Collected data
┄┄┄┄┄┄

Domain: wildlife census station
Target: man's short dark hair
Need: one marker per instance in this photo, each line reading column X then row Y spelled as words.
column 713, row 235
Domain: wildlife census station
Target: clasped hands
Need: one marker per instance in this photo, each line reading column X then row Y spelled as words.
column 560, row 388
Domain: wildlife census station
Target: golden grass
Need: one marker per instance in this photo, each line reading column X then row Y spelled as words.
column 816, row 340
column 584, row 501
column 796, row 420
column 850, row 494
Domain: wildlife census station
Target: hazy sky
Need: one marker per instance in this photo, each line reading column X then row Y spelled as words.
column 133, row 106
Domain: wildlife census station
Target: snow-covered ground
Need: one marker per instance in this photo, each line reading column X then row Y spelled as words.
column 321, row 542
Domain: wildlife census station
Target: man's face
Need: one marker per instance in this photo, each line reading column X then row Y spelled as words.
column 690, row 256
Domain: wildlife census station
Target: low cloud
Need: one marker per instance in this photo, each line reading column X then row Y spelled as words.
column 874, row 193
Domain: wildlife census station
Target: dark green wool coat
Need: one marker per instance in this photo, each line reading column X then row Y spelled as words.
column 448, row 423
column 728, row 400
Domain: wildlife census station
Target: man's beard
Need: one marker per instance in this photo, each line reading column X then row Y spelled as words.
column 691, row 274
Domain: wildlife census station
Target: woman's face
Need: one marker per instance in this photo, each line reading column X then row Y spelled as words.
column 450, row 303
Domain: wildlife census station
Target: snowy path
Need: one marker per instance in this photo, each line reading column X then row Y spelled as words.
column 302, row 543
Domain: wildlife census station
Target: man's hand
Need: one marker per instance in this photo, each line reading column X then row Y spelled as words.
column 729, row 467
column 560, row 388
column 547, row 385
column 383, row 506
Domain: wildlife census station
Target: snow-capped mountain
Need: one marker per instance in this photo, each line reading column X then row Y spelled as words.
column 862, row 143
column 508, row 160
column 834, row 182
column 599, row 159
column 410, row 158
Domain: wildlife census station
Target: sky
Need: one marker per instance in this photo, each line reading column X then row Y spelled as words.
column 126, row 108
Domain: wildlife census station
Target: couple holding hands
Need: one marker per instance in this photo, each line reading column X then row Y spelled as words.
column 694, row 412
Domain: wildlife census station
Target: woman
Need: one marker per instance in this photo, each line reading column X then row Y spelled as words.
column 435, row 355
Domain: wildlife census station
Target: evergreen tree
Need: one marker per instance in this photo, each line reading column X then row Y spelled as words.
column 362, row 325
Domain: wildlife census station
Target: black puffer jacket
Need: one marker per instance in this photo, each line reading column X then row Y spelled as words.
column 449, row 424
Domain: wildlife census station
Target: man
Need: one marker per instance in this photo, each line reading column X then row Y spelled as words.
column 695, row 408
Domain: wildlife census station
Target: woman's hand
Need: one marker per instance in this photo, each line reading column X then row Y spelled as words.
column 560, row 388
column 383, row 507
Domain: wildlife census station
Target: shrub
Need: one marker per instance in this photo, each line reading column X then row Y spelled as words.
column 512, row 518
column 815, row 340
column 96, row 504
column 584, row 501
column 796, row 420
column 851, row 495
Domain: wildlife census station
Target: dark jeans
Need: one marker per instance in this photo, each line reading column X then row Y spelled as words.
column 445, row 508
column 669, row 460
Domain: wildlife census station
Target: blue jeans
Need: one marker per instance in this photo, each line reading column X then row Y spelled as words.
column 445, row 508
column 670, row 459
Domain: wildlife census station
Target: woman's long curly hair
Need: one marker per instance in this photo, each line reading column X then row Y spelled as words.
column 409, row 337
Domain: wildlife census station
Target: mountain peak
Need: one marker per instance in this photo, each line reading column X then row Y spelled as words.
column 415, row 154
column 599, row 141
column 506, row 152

┄┄┄┄┄┄

- What to produce -
Recast every line of the entries above as a JSON list of strings, one string per line, with blank lines omitted.

- Answer to this exercise -
[
  "Domain: wildlife census station",
  "Target: man's short dark hair",
  "Need: one marker per instance in this photo, each line reading column X then row Y spelled as words.",
  "column 713, row 235",
  "Domain: wildlife census station",
  "Target: clasped hands",
  "Need: one marker per instance in this photo, each line reading column X then row Y spelled as words.",
  "column 560, row 388",
  "Domain: wildlife census station",
  "Target: golden grass",
  "Need: one marker per instance in this photo, each line reading column X then row Y spelled as words.",
  "column 816, row 340",
  "column 584, row 501",
  "column 796, row 420",
  "column 850, row 494",
  "Domain: wildlife census station",
  "Target: hazy sky",
  "Need: one marker per instance in this photo, each line reading column X then row Y spelled as words.",
  "column 133, row 106",
  "Domain: wildlife census station",
  "Target: snow-covered ground",
  "Need: one marker per instance in this photo, each line reading column X then row Y spelled as words.",
  "column 321, row 542",
  "Domain: wildlife census station",
  "Target: man's face",
  "Need: one marker per instance in this photo, each line reading column X then row Y spelled as words.",
  "column 690, row 256",
  "Domain: wildlife census station",
  "Target: low cloud",
  "Need: one marker per instance in this photo, each line reading column X then row Y spelled as words.",
  "column 874, row 193",
  "Domain: wildlife census station",
  "Target: dark green wool coat",
  "Need: one marker per instance in this photo, each line reading column X then row Y spelled as words.",
  "column 448, row 423",
  "column 728, row 400",
  "Domain: wildlife census station",
  "Target: man's beard",
  "Need: one marker per instance in this photo, each line reading column X then row Y spelled as words.",
  "column 691, row 274",
  "Domain: wildlife census station",
  "Target: woman's face",
  "Need: one marker per instance in this photo, each line reading column X then row Y spelled as words.",
  "column 450, row 303",
  "Domain: wildlife census station",
  "Target: snowy path",
  "Need: one marker per instance in this photo, each line reading column X then row Y spelled as words.",
  "column 302, row 543",
  "Domain: wildlife census station",
  "Target: man's hand",
  "Need: one marker per instance in this photo, each line reading column X then row Y spelled as words.",
  "column 729, row 467",
  "column 560, row 388",
  "column 547, row 385",
  "column 383, row 506",
  "Domain: wildlife census station",
  "Target: snow-capped mountain",
  "Need: one marker per instance in this photo, each line reading column X then row Y spelled as words.",
  "column 862, row 143",
  "column 508, row 160",
  "column 834, row 182",
  "column 599, row 159",
  "column 410, row 158",
  "Domain: wildlife census station",
  "Target: sky",
  "Need: one marker per instance in this photo, each line reading column X then row Y spelled as words.",
  "column 126, row 108",
  "Domain: wildlife census station",
  "Target: couple holding hands",
  "Need: one marker per instance in this photo, each line reading column X then row Y spelled as words.",
  "column 694, row 412",
  "Domain: wildlife census station",
  "Target: woman",
  "Need: one marker per instance in this photo, each line reading column X then row Y spelled as words.",
  "column 435, row 355",
  "Domain: wildlife census station",
  "Target: evergreen tree",
  "Need: one marker per instance in this photo, each line reading column X then row Y spelled as words.",
  "column 362, row 325",
  "Domain: wildlife census station",
  "Target: black puffer jacket",
  "Need: one marker per instance in this photo, each line reading column X then row Y spelled as words.",
  "column 449, row 424",
  "Domain: wildlife census station",
  "Target: man",
  "Need: one marker per instance in this photo, each line reading column X then row Y spelled as words.",
  "column 695, row 408",
  "Domain: wildlife census station",
  "Target: woman's hand",
  "Need: one marker per instance in this photo, each line reading column X then row Y spelled as words.",
  "column 560, row 388",
  "column 383, row 507",
  "Domain: wildlife census station",
  "Target: shrub",
  "Need: one marker per instance in this photo, each line reading column X then row Y spelled as words.",
  "column 512, row 518",
  "column 815, row 340",
  "column 96, row 504",
  "column 584, row 501",
  "column 796, row 420",
  "column 851, row 495",
  "Domain: wildlife census station",
  "Target: dark jeans",
  "Need: one marker per instance in this photo, each line reading column X then row Y spelled as words.",
  "column 445, row 508",
  "column 669, row 460",
  "Domain: wildlife census station",
  "Target: blue jeans",
  "Need: one marker per instance in this photo, each line reading column X then row Y spelled as words.",
  "column 445, row 508",
  "column 670, row 459",
  "Domain: wildlife census station",
  "Target: woman's long curly hair",
  "Need: one marker per instance in this photo, each line reading column X then row Y spelled as words.",
  "column 409, row 337",
  "Domain: wildlife census station",
  "Target: mountain peak",
  "Need: one marker per instance in this photo, each line reading column X then row Y spelled as words.",
  "column 415, row 154",
  "column 599, row 141",
  "column 506, row 152"
]